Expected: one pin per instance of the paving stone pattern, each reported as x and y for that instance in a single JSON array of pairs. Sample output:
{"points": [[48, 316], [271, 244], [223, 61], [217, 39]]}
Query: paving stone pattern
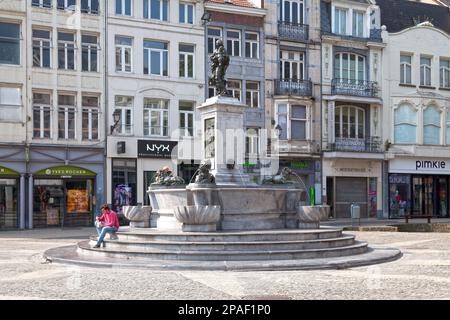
{"points": [[422, 273]]}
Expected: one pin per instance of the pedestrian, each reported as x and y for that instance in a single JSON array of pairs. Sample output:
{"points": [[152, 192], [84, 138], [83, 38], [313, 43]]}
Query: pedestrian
{"points": [[107, 223]]}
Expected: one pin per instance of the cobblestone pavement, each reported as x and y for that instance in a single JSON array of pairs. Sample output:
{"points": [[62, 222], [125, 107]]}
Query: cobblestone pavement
{"points": [[422, 273]]}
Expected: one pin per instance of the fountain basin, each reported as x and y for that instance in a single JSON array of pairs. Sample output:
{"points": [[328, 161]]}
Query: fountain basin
{"points": [[198, 218]]}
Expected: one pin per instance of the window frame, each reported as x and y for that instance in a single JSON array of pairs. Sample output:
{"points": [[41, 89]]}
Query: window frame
{"points": [[42, 108], [41, 48]]}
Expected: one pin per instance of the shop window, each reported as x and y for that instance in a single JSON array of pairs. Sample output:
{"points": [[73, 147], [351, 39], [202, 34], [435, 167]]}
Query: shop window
{"points": [[405, 125], [431, 125], [399, 195], [124, 185]]}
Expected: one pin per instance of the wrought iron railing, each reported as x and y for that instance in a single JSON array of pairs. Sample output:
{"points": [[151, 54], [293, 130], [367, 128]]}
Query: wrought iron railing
{"points": [[352, 87], [293, 31], [287, 87], [372, 144]]}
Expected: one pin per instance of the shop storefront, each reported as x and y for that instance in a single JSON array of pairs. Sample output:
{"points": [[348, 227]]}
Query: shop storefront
{"points": [[64, 196], [9, 198], [350, 182], [419, 187]]}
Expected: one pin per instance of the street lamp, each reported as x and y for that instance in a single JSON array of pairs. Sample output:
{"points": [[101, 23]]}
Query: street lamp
{"points": [[116, 118]]}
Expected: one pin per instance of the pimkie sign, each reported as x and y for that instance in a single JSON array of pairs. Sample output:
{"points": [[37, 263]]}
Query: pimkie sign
{"points": [[156, 148]]}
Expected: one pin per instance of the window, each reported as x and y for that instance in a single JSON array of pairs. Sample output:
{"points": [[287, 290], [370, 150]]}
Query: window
{"points": [[9, 43], [89, 6], [156, 58], [214, 34], [124, 49], [89, 53], [252, 143], [156, 117], [358, 24], [66, 51], [340, 21], [125, 106], [42, 3], [298, 122], [123, 7], [405, 125], [156, 9], [10, 104], [293, 121], [431, 125], [252, 45], [41, 116], [405, 69], [425, 71], [349, 67], [66, 4], [186, 13], [90, 118], [234, 88], [41, 48], [252, 94], [66, 117], [349, 122], [292, 65], [293, 12], [186, 56], [444, 73], [234, 43], [186, 118]]}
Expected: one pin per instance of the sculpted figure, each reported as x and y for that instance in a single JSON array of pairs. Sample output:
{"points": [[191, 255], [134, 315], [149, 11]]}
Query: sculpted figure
{"points": [[219, 64]]}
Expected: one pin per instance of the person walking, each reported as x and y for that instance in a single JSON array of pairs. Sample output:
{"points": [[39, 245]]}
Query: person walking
{"points": [[107, 223]]}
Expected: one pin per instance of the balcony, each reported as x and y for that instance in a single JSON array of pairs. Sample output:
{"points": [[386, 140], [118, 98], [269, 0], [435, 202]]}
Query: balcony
{"points": [[293, 31], [352, 87], [302, 88], [371, 145]]}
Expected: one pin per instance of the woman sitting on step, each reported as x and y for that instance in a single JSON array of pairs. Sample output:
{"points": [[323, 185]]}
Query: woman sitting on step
{"points": [[107, 223]]}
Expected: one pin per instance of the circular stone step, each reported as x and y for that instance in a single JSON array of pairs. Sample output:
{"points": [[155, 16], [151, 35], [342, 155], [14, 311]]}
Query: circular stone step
{"points": [[144, 246], [84, 248]]}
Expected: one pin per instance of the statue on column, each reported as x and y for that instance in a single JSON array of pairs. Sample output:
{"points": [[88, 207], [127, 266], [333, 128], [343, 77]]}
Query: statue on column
{"points": [[220, 61]]}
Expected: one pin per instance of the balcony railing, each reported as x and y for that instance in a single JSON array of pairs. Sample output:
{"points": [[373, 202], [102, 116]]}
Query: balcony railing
{"points": [[293, 31], [352, 87], [372, 144], [286, 87]]}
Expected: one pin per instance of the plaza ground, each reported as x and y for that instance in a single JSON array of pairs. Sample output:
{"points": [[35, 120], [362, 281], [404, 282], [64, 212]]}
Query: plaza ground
{"points": [[422, 273]]}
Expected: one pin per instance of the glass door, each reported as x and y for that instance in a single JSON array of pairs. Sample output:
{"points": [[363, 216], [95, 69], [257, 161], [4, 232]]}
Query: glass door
{"points": [[418, 200], [442, 192], [8, 203]]}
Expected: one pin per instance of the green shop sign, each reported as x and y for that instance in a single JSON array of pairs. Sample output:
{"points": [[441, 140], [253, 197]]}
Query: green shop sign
{"points": [[7, 172], [65, 171]]}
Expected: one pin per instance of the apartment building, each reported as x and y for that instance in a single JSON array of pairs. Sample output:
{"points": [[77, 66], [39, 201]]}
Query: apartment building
{"points": [[156, 78], [293, 97], [352, 106]]}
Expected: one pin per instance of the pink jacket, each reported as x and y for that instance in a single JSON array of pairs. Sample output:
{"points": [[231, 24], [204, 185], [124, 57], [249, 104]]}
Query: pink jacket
{"points": [[110, 219]]}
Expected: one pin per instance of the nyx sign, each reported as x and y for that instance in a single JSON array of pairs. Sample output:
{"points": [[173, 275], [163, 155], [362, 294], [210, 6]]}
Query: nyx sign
{"points": [[156, 149]]}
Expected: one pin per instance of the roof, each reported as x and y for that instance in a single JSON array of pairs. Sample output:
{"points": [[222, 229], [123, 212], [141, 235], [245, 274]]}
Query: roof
{"points": [[398, 15], [238, 3]]}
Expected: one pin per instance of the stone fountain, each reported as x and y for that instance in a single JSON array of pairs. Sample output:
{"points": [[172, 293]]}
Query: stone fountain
{"points": [[222, 220]]}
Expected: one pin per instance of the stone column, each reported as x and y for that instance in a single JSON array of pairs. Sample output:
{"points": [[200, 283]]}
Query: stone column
{"points": [[22, 208]]}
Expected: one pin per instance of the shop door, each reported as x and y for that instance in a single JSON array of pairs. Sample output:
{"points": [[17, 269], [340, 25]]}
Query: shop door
{"points": [[8, 203], [348, 191]]}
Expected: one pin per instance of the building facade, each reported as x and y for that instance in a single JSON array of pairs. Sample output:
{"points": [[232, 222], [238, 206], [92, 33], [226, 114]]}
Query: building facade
{"points": [[156, 78], [240, 24], [417, 96], [52, 111], [352, 106], [293, 86]]}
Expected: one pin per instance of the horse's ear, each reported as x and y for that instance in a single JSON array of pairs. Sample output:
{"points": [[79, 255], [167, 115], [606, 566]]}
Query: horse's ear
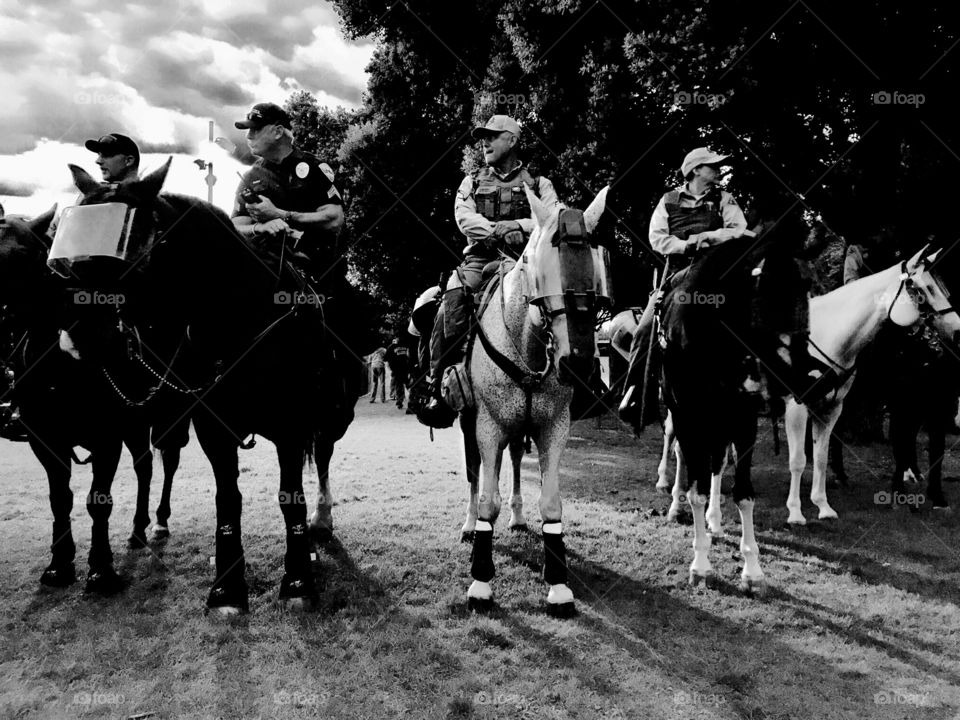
{"points": [[540, 212], [150, 185], [40, 224], [591, 216], [918, 259], [82, 179]]}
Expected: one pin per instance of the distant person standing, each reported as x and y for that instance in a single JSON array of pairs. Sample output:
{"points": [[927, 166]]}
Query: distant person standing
{"points": [[398, 360], [378, 369]]}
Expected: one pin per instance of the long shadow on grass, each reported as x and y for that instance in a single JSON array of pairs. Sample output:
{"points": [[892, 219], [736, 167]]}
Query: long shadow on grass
{"points": [[700, 649]]}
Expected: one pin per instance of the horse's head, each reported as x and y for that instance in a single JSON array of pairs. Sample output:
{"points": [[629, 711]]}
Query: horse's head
{"points": [[925, 297], [113, 227], [23, 249], [570, 282]]}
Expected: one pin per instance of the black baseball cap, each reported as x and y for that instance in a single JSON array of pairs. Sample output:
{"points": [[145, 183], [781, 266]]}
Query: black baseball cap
{"points": [[114, 144], [264, 114]]}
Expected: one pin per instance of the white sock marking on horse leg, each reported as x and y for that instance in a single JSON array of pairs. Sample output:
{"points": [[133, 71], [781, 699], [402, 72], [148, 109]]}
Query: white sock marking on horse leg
{"points": [[714, 513], [752, 575], [700, 568]]}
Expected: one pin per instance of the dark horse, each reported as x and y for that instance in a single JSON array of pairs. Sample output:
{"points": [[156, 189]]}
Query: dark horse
{"points": [[709, 386], [62, 405], [212, 320]]}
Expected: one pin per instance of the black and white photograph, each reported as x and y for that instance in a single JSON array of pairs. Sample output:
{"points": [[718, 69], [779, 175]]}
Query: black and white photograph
{"points": [[535, 359]]}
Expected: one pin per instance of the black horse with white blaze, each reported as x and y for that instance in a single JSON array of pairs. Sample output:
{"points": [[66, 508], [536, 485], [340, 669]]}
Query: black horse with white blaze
{"points": [[202, 314]]}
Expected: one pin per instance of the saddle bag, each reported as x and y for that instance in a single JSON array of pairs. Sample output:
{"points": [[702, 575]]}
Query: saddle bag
{"points": [[456, 388]]}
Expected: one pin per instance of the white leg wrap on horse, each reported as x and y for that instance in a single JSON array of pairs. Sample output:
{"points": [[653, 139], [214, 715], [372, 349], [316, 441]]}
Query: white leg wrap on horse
{"points": [[714, 513], [479, 590], [559, 595], [751, 580], [700, 568]]}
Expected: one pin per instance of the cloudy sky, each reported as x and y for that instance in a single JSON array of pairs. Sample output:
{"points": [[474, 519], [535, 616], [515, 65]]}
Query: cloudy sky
{"points": [[157, 71]]}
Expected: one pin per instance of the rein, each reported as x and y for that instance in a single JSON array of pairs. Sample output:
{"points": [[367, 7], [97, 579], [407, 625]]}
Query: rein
{"points": [[526, 379]]}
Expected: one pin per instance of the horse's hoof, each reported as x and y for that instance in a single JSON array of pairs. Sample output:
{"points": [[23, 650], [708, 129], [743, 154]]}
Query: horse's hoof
{"points": [[479, 597], [321, 534], [298, 592], [104, 582], [228, 599], [697, 577], [137, 539], [755, 587], [562, 611], [59, 575]]}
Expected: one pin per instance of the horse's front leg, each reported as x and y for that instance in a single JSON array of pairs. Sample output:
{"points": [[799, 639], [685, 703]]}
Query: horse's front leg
{"points": [[61, 571], [228, 596], [517, 519], [795, 424], [822, 428], [102, 578], [677, 494], [170, 460], [491, 443], [297, 588], [550, 445], [138, 442], [663, 481], [321, 521], [471, 459], [752, 580]]}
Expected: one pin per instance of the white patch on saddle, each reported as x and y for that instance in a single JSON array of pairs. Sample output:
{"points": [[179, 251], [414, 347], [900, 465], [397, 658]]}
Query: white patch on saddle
{"points": [[66, 344]]}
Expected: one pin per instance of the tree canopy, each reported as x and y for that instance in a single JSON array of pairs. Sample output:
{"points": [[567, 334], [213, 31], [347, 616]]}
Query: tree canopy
{"points": [[837, 109]]}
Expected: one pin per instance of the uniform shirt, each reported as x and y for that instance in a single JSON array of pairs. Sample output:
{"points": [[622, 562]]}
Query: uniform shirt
{"points": [[299, 183], [734, 223], [475, 226]]}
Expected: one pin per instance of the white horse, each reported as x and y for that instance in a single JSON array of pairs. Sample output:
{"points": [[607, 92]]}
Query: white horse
{"points": [[842, 323], [536, 339]]}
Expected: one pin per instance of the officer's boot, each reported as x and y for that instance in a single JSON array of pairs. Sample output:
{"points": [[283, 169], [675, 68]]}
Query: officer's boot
{"points": [[447, 347]]}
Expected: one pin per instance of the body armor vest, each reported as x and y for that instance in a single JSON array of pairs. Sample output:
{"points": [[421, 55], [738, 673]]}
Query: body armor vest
{"points": [[498, 199], [687, 221]]}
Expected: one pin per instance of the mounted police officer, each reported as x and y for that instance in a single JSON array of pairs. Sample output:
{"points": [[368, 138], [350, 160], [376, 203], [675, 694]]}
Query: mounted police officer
{"points": [[693, 216], [289, 195], [492, 211]]}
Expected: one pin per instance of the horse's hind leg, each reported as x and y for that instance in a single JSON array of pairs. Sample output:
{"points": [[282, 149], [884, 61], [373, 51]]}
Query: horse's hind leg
{"points": [[60, 572], [663, 482], [297, 588], [491, 443], [550, 445], [471, 459], [102, 578], [517, 519], [138, 442], [321, 521], [170, 460]]}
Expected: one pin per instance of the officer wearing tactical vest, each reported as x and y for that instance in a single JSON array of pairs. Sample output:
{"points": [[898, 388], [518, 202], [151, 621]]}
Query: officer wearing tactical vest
{"points": [[289, 193], [491, 209], [696, 215]]}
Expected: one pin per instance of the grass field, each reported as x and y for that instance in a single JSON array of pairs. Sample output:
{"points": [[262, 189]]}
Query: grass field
{"points": [[861, 620]]}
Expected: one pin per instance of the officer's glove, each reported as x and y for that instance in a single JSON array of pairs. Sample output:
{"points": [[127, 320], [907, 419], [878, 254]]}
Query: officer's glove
{"points": [[503, 227]]}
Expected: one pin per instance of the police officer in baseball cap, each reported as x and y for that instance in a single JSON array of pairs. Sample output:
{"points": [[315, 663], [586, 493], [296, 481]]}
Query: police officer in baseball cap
{"points": [[117, 156]]}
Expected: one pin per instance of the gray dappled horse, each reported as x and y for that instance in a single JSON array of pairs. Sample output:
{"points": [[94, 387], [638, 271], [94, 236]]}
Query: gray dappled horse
{"points": [[536, 339]]}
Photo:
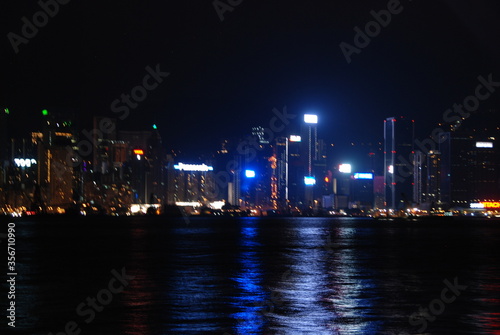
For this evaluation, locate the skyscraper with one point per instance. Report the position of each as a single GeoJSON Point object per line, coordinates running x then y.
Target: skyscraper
{"type": "Point", "coordinates": [398, 161]}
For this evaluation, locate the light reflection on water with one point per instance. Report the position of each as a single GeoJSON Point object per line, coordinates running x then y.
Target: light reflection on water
{"type": "Point", "coordinates": [256, 276]}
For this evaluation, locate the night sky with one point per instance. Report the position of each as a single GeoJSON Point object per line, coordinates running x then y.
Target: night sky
{"type": "Point", "coordinates": [227, 76]}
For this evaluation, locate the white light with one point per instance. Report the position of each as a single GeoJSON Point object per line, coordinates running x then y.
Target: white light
{"type": "Point", "coordinates": [345, 168]}
{"type": "Point", "coordinates": [309, 181]}
{"type": "Point", "coordinates": [187, 204]}
{"type": "Point", "coordinates": [363, 176]}
{"type": "Point", "coordinates": [476, 205]}
{"type": "Point", "coordinates": [217, 204]}
{"type": "Point", "coordinates": [193, 167]}
{"type": "Point", "coordinates": [484, 144]}
{"type": "Point", "coordinates": [310, 118]}
{"type": "Point", "coordinates": [24, 162]}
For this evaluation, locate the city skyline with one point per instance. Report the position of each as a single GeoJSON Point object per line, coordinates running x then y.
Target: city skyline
{"type": "Point", "coordinates": [230, 73]}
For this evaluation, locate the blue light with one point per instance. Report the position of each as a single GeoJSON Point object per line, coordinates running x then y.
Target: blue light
{"type": "Point", "coordinates": [309, 181]}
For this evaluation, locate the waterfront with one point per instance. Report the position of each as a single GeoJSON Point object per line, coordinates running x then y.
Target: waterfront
{"type": "Point", "coordinates": [257, 276]}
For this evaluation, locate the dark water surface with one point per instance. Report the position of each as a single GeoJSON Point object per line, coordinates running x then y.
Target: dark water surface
{"type": "Point", "coordinates": [254, 276]}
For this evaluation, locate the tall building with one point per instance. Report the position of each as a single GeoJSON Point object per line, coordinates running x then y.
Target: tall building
{"type": "Point", "coordinates": [432, 194]}
{"type": "Point", "coordinates": [147, 165]}
{"type": "Point", "coordinates": [469, 168]}
{"type": "Point", "coordinates": [399, 136]}
{"type": "Point", "coordinates": [57, 174]}
{"type": "Point", "coordinates": [191, 183]}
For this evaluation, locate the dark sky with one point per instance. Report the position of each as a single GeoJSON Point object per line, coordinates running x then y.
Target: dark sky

→ **THE EXERCISE**
From the line holding "For this evaluation, locate the waterfront" down to the final line above, quote every line exactly and only those lines.

→ **FINAL RESULT**
For this evaluation, locate the waterfront with one point per instance. Report the position of each as a single GeoJSON Point object per line, coordinates running x then y.
Target: waterfront
{"type": "Point", "coordinates": [257, 276]}
For this evaluation, locate the dark water surface with one point per instance. Report the position of each as a single GeoJSON Point object per line, coordinates running x then y.
Target: dark water surface
{"type": "Point", "coordinates": [254, 276]}
For this evaluation, locate the tall building with one point per instance. Report the position of each as a single GeoJSON Point object per line, coordinates running x then y.
Target: tall building
{"type": "Point", "coordinates": [432, 194]}
{"type": "Point", "coordinates": [147, 165]}
{"type": "Point", "coordinates": [469, 168]}
{"type": "Point", "coordinates": [399, 136]}
{"type": "Point", "coordinates": [57, 174]}
{"type": "Point", "coordinates": [191, 183]}
For this evaluation, locate the dark sky with one point per instance. Report the position of each as a single GeoJSON Point object per line, coordinates running x then y.
Target: dark sky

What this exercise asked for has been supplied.